• [Dokumen]
###

Kita
Tak Kunjung Gagal
Budiarto
Shambazy ; Wartawan Senior KOMPAS
KOMPAS, 30 Juni 2012
Tentu tidak nyaman kita dikategorikan sebagai
negara gagal oleh Fund for Peace.
Sebab, yang gagal pemerintah, bukan kita sebagai bangsa atau republik.
Kita tahu masalah yang menghadang dan terus
berupaya mengatasinya. Berlaku pemeo, ”tanpa pemerintah, kehidupan rakyat jalan
terus”.
Keutuhan wilayah republik tetap terjaga
sekalipun alutsista pas-pasan dan gangguan dari tetangga terjadi. Alhamdulillah
republik belum terpecah, seperti Uni Soviet atau Yugoslavia.
Sekali lagi, bukan kita yang gagal sebagai
bangsa dan republik. Pemerintahlah yang kerap absen memainkan peranan dalam
kehidupan kita.

###

• [Baris Data]
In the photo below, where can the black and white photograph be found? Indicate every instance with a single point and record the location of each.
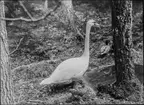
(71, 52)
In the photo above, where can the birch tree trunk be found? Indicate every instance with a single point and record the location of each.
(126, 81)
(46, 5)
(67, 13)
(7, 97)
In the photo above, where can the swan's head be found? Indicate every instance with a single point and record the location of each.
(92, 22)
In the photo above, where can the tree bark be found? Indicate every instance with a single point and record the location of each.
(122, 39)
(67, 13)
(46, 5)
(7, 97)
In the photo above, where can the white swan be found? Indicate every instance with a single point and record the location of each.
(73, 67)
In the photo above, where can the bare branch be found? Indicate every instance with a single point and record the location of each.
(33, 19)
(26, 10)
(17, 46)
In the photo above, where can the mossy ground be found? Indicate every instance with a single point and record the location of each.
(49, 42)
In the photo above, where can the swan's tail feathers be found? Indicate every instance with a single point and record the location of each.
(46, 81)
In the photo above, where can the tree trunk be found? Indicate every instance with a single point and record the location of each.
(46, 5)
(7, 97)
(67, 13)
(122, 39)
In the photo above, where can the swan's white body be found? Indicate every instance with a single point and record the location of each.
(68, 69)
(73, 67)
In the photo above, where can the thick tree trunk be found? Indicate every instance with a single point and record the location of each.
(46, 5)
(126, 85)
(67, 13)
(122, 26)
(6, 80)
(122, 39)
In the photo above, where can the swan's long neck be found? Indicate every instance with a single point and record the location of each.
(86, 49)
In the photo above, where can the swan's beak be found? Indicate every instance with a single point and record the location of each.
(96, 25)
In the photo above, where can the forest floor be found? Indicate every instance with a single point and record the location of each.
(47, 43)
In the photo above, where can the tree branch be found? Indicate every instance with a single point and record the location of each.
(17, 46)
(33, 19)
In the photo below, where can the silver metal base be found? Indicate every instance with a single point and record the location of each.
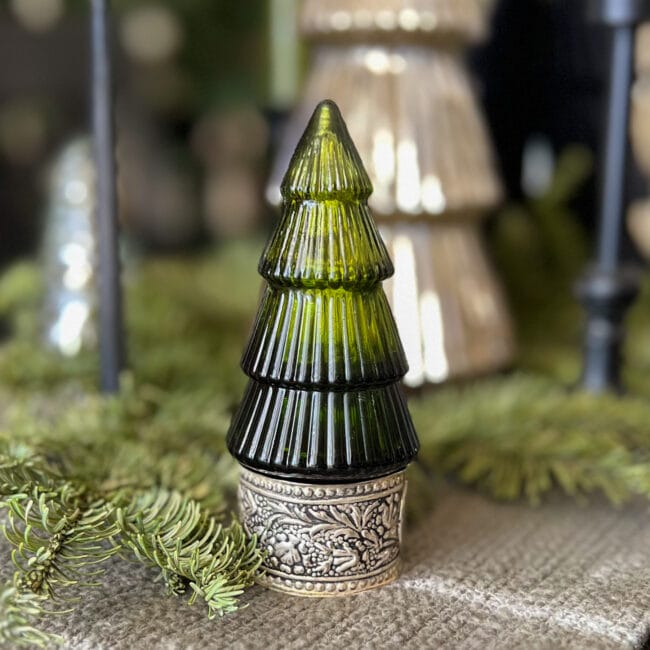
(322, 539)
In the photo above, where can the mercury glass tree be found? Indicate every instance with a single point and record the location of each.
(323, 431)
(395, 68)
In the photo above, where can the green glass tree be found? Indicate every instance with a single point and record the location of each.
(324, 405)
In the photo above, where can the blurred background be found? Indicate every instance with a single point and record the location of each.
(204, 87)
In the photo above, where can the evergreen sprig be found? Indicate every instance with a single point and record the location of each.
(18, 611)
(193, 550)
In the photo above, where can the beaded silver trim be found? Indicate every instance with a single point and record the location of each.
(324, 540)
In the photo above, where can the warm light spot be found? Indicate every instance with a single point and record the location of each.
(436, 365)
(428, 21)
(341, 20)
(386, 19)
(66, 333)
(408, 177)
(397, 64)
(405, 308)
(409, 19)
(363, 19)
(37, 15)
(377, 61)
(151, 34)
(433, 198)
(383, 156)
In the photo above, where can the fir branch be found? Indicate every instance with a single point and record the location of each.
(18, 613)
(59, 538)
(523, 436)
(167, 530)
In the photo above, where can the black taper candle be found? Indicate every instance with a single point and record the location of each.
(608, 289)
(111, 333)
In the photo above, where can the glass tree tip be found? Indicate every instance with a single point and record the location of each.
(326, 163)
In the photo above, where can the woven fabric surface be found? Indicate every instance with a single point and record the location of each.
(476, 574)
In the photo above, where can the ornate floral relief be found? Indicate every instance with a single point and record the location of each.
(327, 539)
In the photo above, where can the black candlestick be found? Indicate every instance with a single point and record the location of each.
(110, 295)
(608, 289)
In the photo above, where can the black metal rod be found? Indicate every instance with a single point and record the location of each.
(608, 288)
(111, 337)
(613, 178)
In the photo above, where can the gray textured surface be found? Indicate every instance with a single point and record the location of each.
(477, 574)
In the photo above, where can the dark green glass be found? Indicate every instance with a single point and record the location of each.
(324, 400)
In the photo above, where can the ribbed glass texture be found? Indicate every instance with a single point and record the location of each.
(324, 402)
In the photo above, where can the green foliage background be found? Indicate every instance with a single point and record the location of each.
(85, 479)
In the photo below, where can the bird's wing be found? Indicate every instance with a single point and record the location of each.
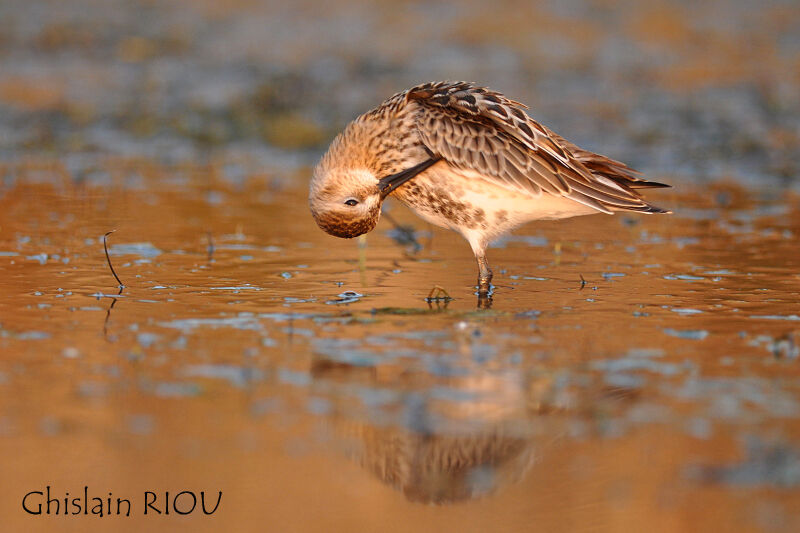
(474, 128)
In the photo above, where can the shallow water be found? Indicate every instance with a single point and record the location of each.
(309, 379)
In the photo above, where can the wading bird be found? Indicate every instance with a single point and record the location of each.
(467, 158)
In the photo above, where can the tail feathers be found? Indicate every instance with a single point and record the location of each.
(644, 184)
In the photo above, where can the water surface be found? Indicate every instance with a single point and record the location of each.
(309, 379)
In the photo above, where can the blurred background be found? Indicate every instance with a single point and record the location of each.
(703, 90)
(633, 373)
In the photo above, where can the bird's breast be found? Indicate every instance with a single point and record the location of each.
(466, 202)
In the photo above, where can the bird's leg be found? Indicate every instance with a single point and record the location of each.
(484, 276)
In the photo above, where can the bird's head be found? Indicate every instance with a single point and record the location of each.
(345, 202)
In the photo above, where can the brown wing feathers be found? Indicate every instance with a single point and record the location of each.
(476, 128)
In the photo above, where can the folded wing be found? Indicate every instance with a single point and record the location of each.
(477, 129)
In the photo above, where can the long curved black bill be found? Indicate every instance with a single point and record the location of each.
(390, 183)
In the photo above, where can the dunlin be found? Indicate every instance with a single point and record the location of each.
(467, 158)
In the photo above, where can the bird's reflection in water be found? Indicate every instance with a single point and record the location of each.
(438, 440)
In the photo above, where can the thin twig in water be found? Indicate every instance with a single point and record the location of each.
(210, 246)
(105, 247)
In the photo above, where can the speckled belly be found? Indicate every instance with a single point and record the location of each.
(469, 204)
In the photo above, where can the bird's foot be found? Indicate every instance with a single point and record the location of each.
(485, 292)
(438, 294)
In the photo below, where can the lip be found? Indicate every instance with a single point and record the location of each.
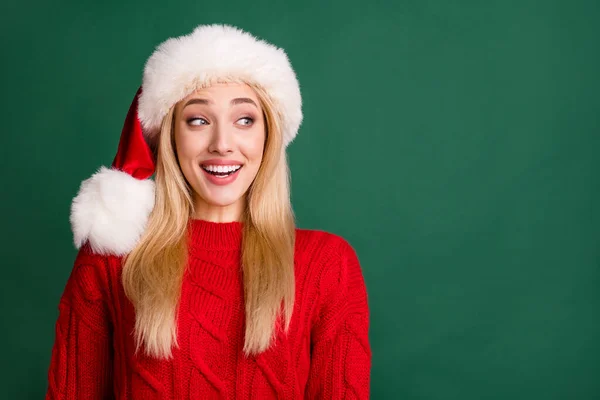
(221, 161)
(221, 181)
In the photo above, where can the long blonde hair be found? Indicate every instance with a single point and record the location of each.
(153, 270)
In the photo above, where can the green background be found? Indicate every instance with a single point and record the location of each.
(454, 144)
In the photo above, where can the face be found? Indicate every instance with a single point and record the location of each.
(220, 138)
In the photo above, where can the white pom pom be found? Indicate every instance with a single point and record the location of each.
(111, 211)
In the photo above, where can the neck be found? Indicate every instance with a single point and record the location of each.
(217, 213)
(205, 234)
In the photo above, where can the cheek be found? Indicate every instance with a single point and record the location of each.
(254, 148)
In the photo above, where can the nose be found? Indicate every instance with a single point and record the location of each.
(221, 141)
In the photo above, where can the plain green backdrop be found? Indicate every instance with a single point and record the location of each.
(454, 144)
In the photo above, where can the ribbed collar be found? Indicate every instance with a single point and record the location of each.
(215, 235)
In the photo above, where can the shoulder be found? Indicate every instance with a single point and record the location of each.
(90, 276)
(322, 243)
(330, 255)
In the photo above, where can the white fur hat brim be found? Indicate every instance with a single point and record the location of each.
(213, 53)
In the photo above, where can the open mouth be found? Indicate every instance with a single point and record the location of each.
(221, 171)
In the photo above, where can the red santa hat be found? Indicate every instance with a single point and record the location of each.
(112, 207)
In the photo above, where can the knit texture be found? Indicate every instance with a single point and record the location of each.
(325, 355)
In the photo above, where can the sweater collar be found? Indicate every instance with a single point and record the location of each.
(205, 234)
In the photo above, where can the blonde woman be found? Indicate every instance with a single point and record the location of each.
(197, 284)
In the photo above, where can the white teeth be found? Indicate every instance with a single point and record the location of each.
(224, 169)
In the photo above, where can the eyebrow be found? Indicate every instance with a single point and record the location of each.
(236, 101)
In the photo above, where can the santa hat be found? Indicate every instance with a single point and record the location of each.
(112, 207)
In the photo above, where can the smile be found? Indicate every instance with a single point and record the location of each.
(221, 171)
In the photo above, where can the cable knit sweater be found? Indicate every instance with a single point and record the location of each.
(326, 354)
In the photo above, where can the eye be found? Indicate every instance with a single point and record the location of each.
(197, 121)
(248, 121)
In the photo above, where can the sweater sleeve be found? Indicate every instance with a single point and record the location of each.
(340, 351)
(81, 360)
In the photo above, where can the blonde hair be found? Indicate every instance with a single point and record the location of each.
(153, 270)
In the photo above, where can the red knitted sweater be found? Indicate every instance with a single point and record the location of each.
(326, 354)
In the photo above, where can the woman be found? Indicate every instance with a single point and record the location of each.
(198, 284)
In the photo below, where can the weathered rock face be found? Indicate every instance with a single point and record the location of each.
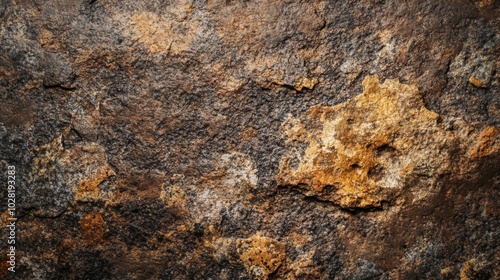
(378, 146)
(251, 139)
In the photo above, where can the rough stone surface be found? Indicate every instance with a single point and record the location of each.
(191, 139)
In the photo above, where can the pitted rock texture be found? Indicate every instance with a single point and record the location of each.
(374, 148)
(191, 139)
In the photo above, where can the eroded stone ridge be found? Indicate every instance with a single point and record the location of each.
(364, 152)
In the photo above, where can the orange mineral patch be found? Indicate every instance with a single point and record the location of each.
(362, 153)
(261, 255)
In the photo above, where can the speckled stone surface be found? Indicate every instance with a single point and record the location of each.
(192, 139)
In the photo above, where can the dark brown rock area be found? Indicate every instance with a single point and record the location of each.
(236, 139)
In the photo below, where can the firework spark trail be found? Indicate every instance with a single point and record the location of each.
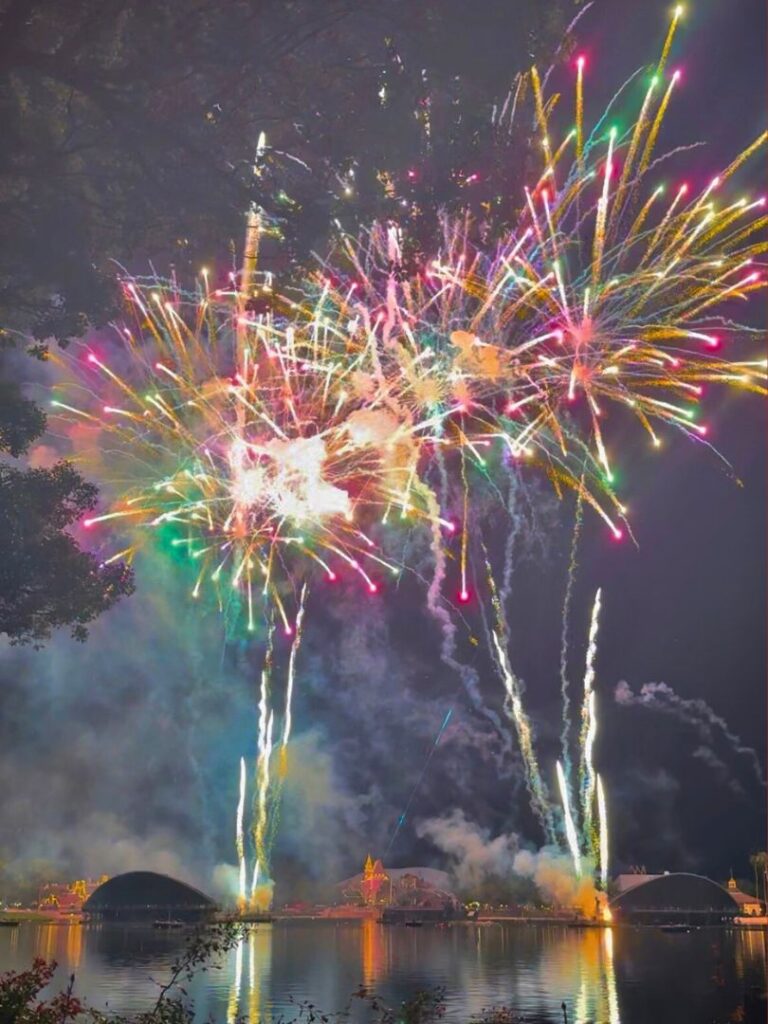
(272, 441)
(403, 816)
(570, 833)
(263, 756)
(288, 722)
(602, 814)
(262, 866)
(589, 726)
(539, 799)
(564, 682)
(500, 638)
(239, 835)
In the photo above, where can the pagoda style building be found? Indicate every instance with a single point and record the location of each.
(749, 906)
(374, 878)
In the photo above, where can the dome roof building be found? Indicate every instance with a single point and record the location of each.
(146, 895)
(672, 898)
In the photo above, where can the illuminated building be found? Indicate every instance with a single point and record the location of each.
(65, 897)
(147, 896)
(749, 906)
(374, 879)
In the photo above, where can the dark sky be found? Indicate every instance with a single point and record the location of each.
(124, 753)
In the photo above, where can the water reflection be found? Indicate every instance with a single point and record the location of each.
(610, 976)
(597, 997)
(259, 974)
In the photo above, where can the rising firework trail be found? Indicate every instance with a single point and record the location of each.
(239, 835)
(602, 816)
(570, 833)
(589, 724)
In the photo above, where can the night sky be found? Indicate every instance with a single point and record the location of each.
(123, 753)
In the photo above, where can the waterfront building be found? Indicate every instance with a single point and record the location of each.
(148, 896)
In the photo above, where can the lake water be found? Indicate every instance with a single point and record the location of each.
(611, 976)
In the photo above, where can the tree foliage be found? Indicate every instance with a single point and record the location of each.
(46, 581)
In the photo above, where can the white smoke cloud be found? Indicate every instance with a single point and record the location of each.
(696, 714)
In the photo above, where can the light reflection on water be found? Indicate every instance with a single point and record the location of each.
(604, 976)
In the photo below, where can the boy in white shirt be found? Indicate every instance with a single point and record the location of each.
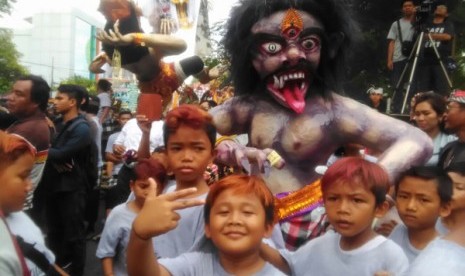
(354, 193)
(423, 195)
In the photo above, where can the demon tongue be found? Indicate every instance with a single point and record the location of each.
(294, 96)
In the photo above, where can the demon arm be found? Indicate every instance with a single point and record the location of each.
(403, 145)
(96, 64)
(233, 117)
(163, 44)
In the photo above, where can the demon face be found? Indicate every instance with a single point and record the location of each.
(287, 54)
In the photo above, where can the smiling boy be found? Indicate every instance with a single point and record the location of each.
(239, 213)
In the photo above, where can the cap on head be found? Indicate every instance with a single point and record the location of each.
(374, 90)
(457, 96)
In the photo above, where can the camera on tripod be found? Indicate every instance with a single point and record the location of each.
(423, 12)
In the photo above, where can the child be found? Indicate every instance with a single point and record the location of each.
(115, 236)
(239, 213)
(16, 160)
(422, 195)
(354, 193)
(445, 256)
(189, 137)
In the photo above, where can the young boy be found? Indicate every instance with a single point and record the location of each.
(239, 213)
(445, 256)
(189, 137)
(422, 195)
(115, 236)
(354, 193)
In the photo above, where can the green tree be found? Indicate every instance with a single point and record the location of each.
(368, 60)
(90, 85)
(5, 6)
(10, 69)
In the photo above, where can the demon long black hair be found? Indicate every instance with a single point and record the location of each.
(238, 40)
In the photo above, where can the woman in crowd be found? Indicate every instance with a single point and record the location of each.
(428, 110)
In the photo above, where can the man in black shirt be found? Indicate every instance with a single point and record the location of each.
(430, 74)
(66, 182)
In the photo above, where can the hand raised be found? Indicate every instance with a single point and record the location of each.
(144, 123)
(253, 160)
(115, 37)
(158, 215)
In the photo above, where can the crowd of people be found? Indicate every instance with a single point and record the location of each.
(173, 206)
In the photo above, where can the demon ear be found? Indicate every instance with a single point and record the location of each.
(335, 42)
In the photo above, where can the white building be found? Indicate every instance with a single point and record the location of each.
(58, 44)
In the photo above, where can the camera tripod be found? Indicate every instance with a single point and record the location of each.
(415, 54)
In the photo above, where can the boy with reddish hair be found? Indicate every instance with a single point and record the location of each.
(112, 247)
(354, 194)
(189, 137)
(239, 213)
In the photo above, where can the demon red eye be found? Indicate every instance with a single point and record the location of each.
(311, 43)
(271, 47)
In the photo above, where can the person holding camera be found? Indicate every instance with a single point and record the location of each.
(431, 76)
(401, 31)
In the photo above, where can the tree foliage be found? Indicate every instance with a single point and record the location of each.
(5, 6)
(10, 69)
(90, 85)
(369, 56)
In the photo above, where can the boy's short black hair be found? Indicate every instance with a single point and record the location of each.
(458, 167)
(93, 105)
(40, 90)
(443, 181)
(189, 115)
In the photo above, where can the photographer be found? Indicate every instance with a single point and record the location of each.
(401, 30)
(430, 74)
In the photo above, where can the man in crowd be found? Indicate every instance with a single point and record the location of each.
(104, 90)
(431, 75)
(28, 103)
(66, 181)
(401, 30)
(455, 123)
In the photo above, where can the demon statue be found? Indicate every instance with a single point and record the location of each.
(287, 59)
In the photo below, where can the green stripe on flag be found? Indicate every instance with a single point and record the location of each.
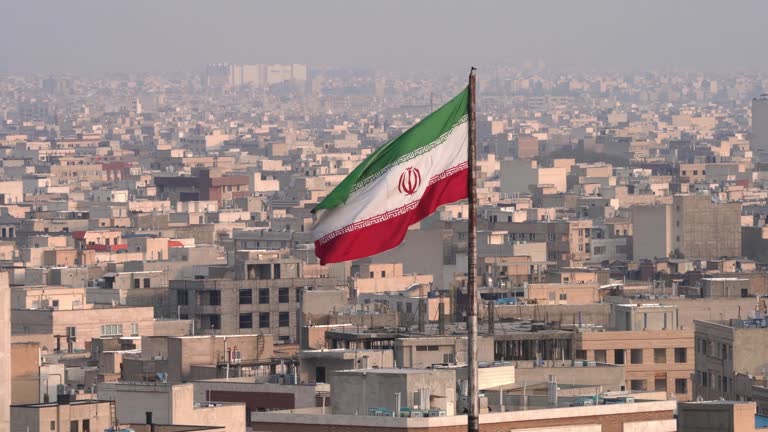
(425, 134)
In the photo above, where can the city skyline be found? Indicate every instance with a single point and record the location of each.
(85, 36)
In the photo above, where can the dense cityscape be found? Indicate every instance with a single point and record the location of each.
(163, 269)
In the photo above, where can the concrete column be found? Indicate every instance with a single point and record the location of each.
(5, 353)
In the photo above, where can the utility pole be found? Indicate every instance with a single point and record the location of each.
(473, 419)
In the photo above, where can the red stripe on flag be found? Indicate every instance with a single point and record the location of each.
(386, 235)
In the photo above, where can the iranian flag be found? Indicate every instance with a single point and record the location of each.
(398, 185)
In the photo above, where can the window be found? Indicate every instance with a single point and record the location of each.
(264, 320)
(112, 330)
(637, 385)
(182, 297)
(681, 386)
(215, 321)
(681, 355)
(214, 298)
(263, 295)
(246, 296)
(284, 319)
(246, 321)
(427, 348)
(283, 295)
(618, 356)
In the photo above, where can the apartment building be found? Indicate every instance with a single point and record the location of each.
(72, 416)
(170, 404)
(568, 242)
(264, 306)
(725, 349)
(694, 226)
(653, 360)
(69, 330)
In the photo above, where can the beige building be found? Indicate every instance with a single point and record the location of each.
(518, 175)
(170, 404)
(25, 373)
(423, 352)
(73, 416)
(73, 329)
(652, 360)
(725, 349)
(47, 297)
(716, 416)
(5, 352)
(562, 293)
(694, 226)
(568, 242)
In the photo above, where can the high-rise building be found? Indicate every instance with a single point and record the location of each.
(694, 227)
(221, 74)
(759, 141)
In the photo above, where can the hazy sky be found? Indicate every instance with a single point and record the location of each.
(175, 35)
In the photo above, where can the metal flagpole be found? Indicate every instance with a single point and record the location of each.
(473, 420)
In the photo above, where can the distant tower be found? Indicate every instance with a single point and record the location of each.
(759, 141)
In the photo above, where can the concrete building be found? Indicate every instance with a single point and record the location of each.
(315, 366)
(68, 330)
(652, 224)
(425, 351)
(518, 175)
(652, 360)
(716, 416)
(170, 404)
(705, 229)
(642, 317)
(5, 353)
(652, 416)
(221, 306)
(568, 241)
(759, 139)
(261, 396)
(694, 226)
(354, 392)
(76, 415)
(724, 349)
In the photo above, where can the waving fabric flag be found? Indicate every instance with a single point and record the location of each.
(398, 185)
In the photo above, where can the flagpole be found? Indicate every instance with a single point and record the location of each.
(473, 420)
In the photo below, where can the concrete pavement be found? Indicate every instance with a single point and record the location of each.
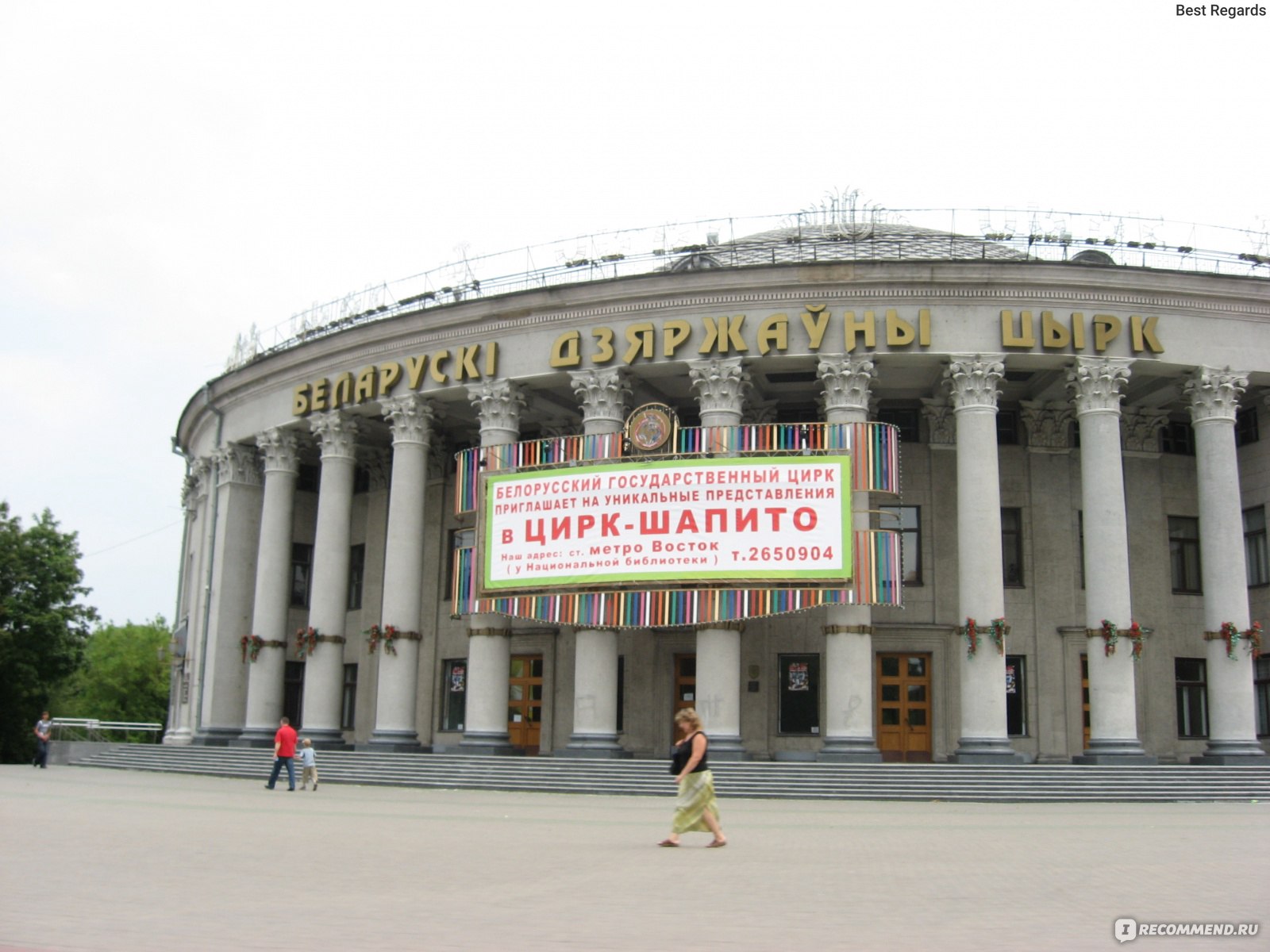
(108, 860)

###

• [Tujuan] Lanjutkan artikel tentang label negara gagal dari Fund for Peace, mulai setelah kalimat terakhir yang ditampilkan. Entri-entri tersebut merupakan bahan tersendiri yang tidak berkaitan dengan artikel.

• [Jawaban Tugas]
Negara disebut gagal karena pemerintah kurang
mampu menciptakan kondisi sekaligus menjalankan tanggung jawab. Kegagalan bisa
hilangnya wilayah, ada ”negara dalam negara”, ketidakmampuan pemimpin mengambil
keputusan, kegagalan menyediakan layanan publik, dan sebagainya.
Pemerintah boleh berkilah tidak gagal atau,
dengan kata lain, berhasil. Itu sepenuhnya hak mereka yang memimpin
pemerintahan pusat dan daerah.
Tidak perlu reaktif menanggapi vonis negara
gagal dari Fund for Peace. Malah
heran mendengar pernyataan-pernyataan defensif pejabat.
Perlu dicatat, kegagalan pemerintah yang
kasatmata adalah lambannya pembasmian korupsi. Satu lagi kegagalan, menegakkan
kebinekaan kita.
Sikap terbaik berkaca diri untuk mengetahui
mengapa kita dianggap gagal? Padahal, kita disanjung negara demokrasi terbesar
ketiga di dunia.
Kita mesti berkaca diri dari sepotong sejarah
pernah terhitung sebagai ”negara berhasil” (succeeded
country). Itulah periode dari Pemilu 1955 sampai berakhirnya Orde Baru
1965.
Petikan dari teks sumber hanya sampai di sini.